Provided passage:
They’re your readers. And, God help us, they’ve become the one thing we’ve always begged them to become…Engaged.
And he believes, as do many of us, that this is a positive thing. As he mentions, we don’t have the resources to hit the streets and come up with news items on a daily basis. I know from trying to run my own local news site that I cannot hold down my own job, run this blog, and attempt to keep up with everything happening in my city. I tend to focus on our local Congressman and education. That takes plenty of time.
What we can do is dig deeper. We have access to expertise through a post or email. We provide a forum for all to comment. Ours is the editorial page, with op-ed pieces and letters to the editor via comments. On occasion, we collectively do the investigative work MSM are ill-equipped for or uninterested in doing. Phil also talks about this:
They’ll be our competitors and our colleagues and they’ll force us to dig deeper into issues, think harder about them. They’ll show us how to coalesce expertise on a breaking story and drill deeper for the more complete truth. They’re already teaching us today how to own up to our mistakes.
Mistakes. We all make them. The problem MSM have is that they have been viewed for so long as the Keepers of the Truth that they began believing it. Now they have been shamed by that conceit. Some recognize the symptoms, and some don’t.
Phil Boas is warning his contemporaries that they risk becoming irrelevant if they don’t.
The Republican Party has seldom voted en masse the way the Democratic Party does. Whether that has more to do with a lack of unity or a sincere belief in doing what is right regardless of Party leadership desires is for you to decide on your own. But this has me scratching my head:
Unexpected cracks in Republican support threw into limbo President Bush’s high-profile nomination of John R. Bolton to be the country’s representative at the United Nations.
Pure politics. I’ve not seen anything that discounts Bolton’s ability to do the job. Democrats don’t want to approve any Bush appointees. They gave Condi Rice grief. But why are the Republicans wavering on any of these nominations? I don’t expect them to simply bow and scrape to the President, but they seem to be afraid of supporting his nominations.

Description of the task:
Please reproduce the part of the blog post word for word, starting at "Pure politics. I’ve" and ending at "supporting his nominations.".

Dataset entries:
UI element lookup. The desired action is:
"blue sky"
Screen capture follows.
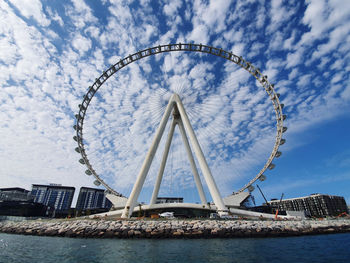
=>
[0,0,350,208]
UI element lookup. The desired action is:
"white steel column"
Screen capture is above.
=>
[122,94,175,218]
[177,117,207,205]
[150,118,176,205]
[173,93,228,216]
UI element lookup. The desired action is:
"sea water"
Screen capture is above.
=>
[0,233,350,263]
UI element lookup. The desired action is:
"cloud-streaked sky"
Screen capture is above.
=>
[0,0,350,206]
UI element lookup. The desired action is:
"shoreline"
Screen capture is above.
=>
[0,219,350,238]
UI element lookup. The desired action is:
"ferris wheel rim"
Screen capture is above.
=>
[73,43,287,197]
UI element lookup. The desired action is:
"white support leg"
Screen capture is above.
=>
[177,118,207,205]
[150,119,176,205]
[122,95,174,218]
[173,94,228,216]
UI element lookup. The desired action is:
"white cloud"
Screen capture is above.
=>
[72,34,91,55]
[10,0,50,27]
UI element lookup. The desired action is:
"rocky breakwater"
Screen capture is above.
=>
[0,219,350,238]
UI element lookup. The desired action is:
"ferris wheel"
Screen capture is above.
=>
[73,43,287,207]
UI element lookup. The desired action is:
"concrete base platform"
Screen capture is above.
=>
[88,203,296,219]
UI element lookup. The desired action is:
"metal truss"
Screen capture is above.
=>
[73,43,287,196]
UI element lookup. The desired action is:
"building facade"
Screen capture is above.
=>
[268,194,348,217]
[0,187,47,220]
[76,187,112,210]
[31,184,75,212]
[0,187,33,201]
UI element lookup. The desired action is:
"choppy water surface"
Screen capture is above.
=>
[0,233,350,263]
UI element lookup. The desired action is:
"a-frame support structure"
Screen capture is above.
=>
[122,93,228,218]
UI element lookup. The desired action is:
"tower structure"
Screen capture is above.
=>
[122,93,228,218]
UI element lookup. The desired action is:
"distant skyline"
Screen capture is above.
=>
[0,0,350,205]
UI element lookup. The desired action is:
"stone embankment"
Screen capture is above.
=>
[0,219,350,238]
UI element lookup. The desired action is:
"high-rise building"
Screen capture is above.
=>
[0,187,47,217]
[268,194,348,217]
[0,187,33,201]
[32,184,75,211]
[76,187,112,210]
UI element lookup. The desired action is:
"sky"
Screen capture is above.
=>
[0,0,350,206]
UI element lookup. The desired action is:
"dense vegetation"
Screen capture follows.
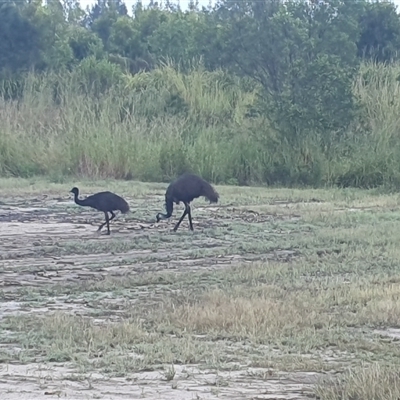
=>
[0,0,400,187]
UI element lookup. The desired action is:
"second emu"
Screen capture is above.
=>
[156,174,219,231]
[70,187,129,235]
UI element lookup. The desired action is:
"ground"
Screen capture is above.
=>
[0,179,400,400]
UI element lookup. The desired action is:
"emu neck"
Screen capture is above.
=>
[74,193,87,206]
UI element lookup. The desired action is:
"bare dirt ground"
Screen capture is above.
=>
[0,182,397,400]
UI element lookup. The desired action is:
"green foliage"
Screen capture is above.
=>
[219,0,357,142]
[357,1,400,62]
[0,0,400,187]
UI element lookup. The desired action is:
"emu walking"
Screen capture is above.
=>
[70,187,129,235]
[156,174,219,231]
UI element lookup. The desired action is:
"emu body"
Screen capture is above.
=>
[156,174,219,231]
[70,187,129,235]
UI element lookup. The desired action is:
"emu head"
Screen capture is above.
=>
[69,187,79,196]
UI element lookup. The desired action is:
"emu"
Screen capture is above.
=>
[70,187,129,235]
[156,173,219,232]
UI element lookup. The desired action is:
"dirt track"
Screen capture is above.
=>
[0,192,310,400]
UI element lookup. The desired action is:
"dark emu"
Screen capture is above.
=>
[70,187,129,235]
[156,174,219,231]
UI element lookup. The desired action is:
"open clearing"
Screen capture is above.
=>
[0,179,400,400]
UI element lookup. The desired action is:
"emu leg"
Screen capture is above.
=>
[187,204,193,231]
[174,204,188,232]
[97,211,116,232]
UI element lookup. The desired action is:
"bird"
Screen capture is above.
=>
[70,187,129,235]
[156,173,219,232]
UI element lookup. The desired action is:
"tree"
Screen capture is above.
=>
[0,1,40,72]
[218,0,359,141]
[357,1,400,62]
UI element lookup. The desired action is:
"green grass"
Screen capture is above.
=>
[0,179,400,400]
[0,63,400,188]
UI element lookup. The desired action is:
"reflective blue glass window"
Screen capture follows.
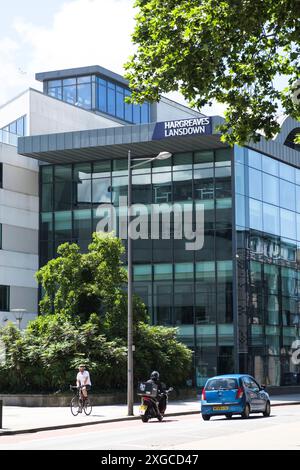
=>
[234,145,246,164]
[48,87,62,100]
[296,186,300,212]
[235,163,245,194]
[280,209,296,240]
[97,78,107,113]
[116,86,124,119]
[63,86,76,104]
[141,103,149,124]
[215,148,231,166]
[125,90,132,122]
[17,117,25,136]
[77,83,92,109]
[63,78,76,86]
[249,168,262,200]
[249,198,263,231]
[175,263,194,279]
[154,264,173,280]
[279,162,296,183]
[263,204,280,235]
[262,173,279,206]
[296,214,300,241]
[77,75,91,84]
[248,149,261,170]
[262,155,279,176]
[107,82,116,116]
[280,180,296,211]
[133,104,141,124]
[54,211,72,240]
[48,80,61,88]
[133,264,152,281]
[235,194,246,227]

--

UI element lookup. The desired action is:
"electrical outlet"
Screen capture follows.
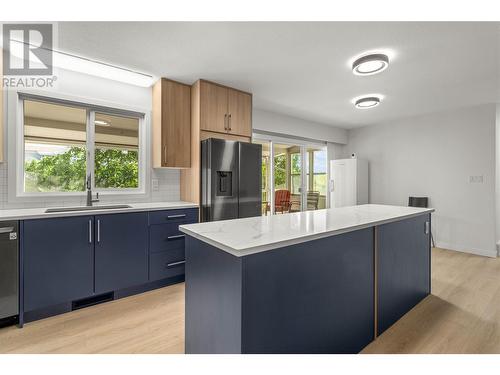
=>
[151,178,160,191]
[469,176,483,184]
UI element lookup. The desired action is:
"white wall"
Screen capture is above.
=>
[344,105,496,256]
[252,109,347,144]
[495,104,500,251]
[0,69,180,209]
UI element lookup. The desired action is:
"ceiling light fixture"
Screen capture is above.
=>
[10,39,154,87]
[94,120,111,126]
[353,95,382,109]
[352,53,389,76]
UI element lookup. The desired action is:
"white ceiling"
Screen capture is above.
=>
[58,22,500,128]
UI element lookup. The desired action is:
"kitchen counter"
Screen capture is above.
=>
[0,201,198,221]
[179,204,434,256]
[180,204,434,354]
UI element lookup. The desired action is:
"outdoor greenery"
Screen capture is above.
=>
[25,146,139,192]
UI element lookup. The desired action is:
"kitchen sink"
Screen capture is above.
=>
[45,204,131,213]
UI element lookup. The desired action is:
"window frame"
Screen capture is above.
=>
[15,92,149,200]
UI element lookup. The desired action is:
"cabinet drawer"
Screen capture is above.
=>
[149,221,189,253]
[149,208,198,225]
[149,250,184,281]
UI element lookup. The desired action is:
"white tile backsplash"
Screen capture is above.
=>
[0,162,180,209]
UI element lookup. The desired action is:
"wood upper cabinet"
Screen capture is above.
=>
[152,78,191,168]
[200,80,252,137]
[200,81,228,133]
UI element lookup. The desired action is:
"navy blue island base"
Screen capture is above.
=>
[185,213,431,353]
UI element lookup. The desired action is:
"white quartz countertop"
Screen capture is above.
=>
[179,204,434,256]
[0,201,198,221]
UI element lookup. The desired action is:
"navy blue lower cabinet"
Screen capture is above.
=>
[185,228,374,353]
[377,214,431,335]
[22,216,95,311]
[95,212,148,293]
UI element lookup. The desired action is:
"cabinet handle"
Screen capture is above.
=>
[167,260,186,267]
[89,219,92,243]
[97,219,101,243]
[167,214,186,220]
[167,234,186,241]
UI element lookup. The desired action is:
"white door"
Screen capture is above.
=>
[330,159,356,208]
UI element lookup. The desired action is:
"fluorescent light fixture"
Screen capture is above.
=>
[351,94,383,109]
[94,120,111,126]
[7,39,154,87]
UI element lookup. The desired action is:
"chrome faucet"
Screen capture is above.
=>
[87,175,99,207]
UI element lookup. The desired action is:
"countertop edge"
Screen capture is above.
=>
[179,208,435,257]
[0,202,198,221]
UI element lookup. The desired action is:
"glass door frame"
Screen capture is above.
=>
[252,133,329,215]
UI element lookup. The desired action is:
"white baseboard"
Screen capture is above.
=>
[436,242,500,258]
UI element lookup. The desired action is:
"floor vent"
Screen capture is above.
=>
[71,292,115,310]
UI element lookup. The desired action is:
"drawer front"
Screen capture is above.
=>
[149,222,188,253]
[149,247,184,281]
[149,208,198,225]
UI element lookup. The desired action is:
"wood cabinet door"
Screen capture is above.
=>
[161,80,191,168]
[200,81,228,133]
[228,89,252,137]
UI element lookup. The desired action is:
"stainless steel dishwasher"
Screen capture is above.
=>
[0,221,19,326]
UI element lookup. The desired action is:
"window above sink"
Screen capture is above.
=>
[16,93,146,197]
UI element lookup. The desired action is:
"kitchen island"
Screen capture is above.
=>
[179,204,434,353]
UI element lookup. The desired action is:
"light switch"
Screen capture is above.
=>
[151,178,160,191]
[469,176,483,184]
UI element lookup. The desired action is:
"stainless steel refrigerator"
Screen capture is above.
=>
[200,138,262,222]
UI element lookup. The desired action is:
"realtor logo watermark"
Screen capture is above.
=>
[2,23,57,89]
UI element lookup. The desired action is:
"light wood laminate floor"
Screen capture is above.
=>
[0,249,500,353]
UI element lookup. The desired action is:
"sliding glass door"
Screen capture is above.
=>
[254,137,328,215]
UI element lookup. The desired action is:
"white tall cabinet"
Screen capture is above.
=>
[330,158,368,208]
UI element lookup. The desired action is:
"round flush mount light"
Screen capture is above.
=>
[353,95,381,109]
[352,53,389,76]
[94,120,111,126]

Answer below:
Pure politics. I’ve not seen anything that discounts Bolton’s ability to do the job. Democrats don’t want to approve any Bush appointees. They gave Condi Rice grief. But why are the Republicans wavering on any of these nominations? I don’t expect them to simply bow and scrape to the President, but they seem to be afraid of supporting his nominations.